# Records provided start

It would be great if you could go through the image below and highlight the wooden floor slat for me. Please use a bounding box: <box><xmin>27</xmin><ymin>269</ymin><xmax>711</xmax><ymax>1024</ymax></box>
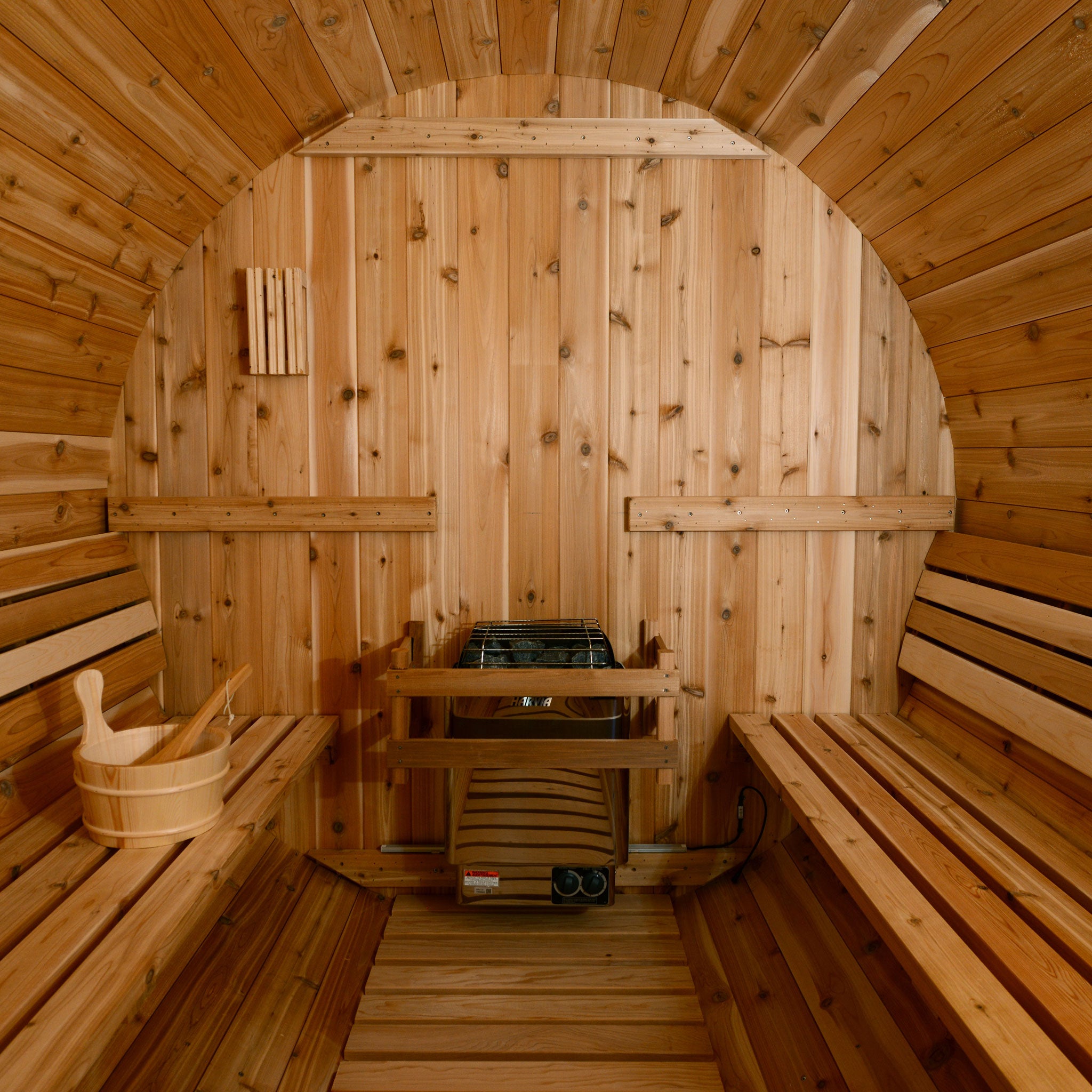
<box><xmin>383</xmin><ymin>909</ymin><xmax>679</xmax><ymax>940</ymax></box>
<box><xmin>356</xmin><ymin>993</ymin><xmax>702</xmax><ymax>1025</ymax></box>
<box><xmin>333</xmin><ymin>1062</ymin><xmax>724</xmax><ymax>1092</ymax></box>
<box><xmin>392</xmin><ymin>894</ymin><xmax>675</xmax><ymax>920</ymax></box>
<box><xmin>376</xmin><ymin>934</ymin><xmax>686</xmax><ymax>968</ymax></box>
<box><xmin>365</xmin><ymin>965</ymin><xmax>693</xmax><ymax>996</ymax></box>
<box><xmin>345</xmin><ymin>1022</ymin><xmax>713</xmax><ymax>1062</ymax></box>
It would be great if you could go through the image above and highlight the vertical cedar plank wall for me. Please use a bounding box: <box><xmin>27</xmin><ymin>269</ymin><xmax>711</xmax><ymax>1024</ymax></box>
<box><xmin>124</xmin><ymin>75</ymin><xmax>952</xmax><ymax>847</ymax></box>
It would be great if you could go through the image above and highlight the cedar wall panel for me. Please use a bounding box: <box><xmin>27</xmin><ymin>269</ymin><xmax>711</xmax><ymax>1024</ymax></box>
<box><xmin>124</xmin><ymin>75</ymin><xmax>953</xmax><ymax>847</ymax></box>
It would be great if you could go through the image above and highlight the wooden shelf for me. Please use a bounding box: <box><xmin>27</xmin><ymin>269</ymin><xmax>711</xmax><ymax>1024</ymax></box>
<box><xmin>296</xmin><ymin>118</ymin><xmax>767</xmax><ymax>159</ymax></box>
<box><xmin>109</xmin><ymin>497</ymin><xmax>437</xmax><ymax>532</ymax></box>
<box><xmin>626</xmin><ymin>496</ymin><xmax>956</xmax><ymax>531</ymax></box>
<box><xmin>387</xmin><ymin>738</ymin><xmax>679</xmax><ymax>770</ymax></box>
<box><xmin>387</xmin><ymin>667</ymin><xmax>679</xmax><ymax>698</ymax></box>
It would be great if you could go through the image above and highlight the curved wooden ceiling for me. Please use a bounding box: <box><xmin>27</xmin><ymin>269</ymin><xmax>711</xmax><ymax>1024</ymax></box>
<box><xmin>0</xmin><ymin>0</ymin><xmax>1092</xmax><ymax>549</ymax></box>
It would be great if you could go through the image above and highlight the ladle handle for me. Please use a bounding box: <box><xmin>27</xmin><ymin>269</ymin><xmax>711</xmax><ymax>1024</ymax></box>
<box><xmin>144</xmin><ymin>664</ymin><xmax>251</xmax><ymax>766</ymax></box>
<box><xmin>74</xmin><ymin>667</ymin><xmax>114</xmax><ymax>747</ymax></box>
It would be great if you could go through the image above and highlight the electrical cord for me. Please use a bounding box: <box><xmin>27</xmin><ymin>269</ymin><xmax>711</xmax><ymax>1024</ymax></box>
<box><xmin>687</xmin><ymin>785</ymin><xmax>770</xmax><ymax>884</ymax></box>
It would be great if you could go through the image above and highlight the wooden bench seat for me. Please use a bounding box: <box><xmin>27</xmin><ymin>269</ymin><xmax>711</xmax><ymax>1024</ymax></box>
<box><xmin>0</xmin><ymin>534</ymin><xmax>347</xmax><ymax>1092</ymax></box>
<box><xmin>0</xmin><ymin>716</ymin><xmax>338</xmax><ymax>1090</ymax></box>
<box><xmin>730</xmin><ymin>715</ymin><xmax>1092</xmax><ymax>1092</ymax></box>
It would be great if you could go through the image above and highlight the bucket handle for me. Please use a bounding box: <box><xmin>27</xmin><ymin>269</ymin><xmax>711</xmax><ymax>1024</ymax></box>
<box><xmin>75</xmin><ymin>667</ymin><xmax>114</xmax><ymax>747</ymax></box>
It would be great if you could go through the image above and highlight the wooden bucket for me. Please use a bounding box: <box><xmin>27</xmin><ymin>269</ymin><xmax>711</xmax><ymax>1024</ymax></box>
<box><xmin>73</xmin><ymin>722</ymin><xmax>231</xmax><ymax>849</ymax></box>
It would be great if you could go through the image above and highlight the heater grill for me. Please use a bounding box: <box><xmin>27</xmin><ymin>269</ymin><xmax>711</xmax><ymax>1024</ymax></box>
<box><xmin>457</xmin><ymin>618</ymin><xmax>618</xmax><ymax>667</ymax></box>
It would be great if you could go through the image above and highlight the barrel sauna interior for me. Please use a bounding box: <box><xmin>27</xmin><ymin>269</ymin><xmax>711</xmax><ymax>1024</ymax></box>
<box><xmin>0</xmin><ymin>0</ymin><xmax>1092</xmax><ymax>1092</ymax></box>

# Records provided end

Copy the part of the material that starts with the line containing "highlight the bucket" and runs to the end of the material, keeping those lines exactly as they are.

It would be great if you could go through the image above and highlight the bucket handle for me. Please use a bounding box: <box><xmin>27</xmin><ymin>269</ymin><xmax>711</xmax><ymax>1024</ymax></box>
<box><xmin>75</xmin><ymin>667</ymin><xmax>114</xmax><ymax>747</ymax></box>
It would be great if you could go through the image above and highlight the wooden bucket for me. Please use a bounding box: <box><xmin>27</xmin><ymin>269</ymin><xmax>711</xmax><ymax>1024</ymax></box>
<box><xmin>73</xmin><ymin>722</ymin><xmax>231</xmax><ymax>849</ymax></box>
It would be great if you could go through the image above and highlight the heater grill for me. Please use a bounding box: <box><xmin>27</xmin><ymin>269</ymin><xmax>711</xmax><ymax>1024</ymax></box>
<box><xmin>457</xmin><ymin>618</ymin><xmax>618</xmax><ymax>667</ymax></box>
It would be great if you could go through the image above and highlight the barrel sauna interior for me. Please use a bounding box: <box><xmin>27</xmin><ymin>269</ymin><xmax>711</xmax><ymax>1024</ymax></box>
<box><xmin>0</xmin><ymin>0</ymin><xmax>1092</xmax><ymax>1092</ymax></box>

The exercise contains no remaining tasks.